───── Texte proposé ─────
Danse et altérité. Renouvellements politico-esthétiques de la danse en occident.

Journée d’études le 15 novembre 2013

À l’université de Toulouse-Le Mirail : maison de la recherche et la Fabrique

L’un des enjeux majeurs en danse aujourd’hui, qui fournit aux chercheurs une voie d’exploration riche et variée, est la question du renouvellement des esthétiques. L’histoire de la danse témoigne ainsi de plusieurs périodes d’interrogation, de stagnation, où émerge régulièrement l’idée d’une création en déclin, d’une grande difficulté pour les chorégraphes à se renouveler, à un moment où les « inventions » d’une période en cours d’achèvement se figent en un nouveau « classicisme » voire en académisme. Or la création en danse n’est vivante que par l’apport de pratiques extérieures, nouvelles, inattendues, parfois marginales, qui viennent bousculer des acquis mués en certitudes.

Nous nous proposons d’explorer ces « moments » de l’histoire de la danse où, précisément, la marge ou la nouveauté est venue déranger, déplacer le centre, participant ainsi du dynamisme de la création chorégraphique. Les voies et les moyens de ce renouvellement des esthétiques sont très divers : cette diversité sera le premier objet de notre recherche commune.

Plusieurs axes se dessinent d’emblée : un renouvellement passant par la réinterrogation et l’appropriation par la scène des danses populaires. C’est vers des formes comme le hip hop, le Krumping, les Funk styles (locking, popping), la House Dance, et vers des pratiques que l’on retrouve dans les clubs ou les dancings, où s’inventent de nouvelles techniques corporelles, que les chorégraphes se tournent aujourd’hui pour faire évoluer leur propre créativité. Le phénomène d’interrogation régulière des formes stables par des apports extérieurs est propre à plusieurs périodes : dans l’Antiquité, il fut à l’origine de l’invention du « ballet » nommé pantomime, qui fut, de fait, la synthèse artistique de plusieurs inventions musicales et orchestiques d’origine souvent populaire du 1er siècle av. J.-C. Au XIXe et au début du XXe siècle, la scène a été confrontée aux « danses exotiques (cf. Anne Decoret), confrontation qui fut l’un des creuset de la danse moderne. On constate aussi que c’est le cinéma, forme artistique nouvelle, qui véhicule dès les années 20 certaines formes populaires de danse (le phénomène se renouvelle dans les années 80 avec le hip hop et amplifié avec la télévision). Dans ce contexte, le cinéma s’intéressant à des formes nouvelles contribue à la création de stéréotypes. Pour préserver la créativité de son art, revient alors au chorégraphe le devoir d’être attentif à l’intégrité de sa propre pratique, et à échapper aux stéréotypes ainsi créés, en se renouvelant. Du point de vue esthétique, en outre, la re- présentation de la danse au cinéma pose plusieurs questions : qu’en est-il de l’écriture cinématographique qui se structure autour de cette intégration de la danse populaire, intégration marginale ou dominante, qui structure ? Dans l’autre sens, comment la danse profite-t-elle de cette intégration et de ce médium d’accueil pour devenir visible, pour affirmer une identité, et en amont, pour impliquer une perception particulière de la part du spectateur ?
───── Lignes de données ─────
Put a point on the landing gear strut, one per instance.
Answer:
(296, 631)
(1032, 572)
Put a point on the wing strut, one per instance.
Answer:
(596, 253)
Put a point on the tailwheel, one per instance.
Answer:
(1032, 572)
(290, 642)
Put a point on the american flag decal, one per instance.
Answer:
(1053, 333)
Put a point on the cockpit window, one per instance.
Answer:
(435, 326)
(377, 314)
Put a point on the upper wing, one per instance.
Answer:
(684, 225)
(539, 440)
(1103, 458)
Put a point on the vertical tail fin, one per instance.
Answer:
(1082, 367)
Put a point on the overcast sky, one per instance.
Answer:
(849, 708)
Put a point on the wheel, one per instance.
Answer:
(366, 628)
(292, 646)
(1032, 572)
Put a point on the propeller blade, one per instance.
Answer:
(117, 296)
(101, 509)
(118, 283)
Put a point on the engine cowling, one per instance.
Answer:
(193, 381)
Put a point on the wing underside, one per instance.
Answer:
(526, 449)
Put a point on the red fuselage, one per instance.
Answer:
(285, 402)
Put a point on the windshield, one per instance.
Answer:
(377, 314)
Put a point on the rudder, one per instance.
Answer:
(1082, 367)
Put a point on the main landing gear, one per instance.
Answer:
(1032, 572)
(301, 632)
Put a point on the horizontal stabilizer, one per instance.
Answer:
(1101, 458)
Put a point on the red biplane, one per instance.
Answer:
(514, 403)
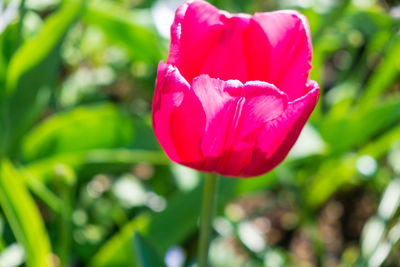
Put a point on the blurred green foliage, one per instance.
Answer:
(83, 181)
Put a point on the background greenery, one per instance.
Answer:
(83, 181)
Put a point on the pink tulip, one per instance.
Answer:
(234, 94)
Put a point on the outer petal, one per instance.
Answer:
(194, 32)
(178, 117)
(279, 135)
(278, 50)
(234, 115)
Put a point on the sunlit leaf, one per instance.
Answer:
(81, 129)
(24, 217)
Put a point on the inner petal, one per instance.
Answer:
(226, 59)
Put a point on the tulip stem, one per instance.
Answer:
(207, 213)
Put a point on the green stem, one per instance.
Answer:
(207, 213)
(22, 12)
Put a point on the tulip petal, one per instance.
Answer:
(278, 50)
(279, 135)
(194, 32)
(178, 117)
(234, 114)
(227, 58)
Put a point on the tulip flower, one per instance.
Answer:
(234, 93)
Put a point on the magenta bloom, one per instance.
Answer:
(234, 93)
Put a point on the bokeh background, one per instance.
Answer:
(83, 182)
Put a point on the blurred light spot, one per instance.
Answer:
(79, 217)
(185, 178)
(155, 202)
(93, 233)
(355, 38)
(174, 257)
(116, 56)
(103, 76)
(7, 15)
(263, 224)
(140, 107)
(366, 165)
(98, 185)
(12, 256)
(163, 12)
(223, 226)
(222, 253)
(141, 69)
(289, 220)
(143, 171)
(364, 3)
(379, 255)
(251, 236)
(129, 191)
(234, 212)
(394, 159)
(273, 259)
(342, 59)
(390, 200)
(79, 236)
─────
» Travail à faire
(1) D'après le texte sur la danse et l'altérité, quel « ballet » a été inventé dans l'Antiquité ?
(2) Prolongez le texte sur la danse et l'altérité en repartant de sa dernière phrase.

» Corrigé de l'exercice
(1) Le « ballet » nommé pantomime.

(2)
D’autres thématiques, moins explorées, surgissent à propos du lien danse/cinéma. La place du cinéma dans l’art chorégraphique, sur la scène de danse, sur la scène de danse-théâtre et au sein de performances qui convoquent l’art chorégraphique . On cherchera à identifier, sur la scène chorégraphique et dans les moments dansés de la scène théâtrale, les éléments qui suggèrent une influence du modèle cinématographique. On se demandera de quelle façon, en définitive, on peut évaluer les définitions de la « cinématographicité » dans le champ de la danse. Cette influence pourra être étudiée :

en termes de contenus (topoi, personnages stéréotypés…), de genres cinématographiques, de références (citations de films, pastiches…), d’imitation de pratiques de l’image issues du cinéma.
en termes de transfert d’écriture du cinéma à la danse. Dans cette réflexion sur l’influence du cinéma dans la danse, sur la cinématographicité de la danse, pensée comme partie prenante de la création et de la réception, il convient aussi d’interroger l’influence de l’écriture cinématographique sur le danseur lui-même, sur son corps et sur la perception qu’il a de son art.

On peut également considérer la danse comme un modèle ou un objet de désir pour les autres arts du spectacle (théâtre mais aussi performance et cinéma) afin de ne pas travailler sur le seul corpus chorégraphique. On pourrait également parler de l’ouverture de la danse à d’autres arts que le cinéma : littérature, poésie, arts plastiques, vidéo - (voir la thèse en arts du spectacle d’Anne Pellus, Politiques de l’hybride dans la danse contemporaine)

Au niveau social : ce renouvellement passe également par des voies nouvelles, ouvertes et confortées par de nouvelles aspirations sociales. Ainsi le renouvellement esthétique est-il apparu à travers des mouvements portés par des femmes ou par des idées féministes ou encore habités par la question des genres, identités sexuelles et sexualités, (voir JE récente sur « danse et genres » à Lyon) et des mouvements contestant certaines formes de ségrégation sociale comme le racisme (cf. par ex. Le New Dance Group aux Etats- Unis). Nous nous proposons d’interroger le lien fort qui a existé entre ces aspirations sociales et le renouvellement des esthétiques en danse.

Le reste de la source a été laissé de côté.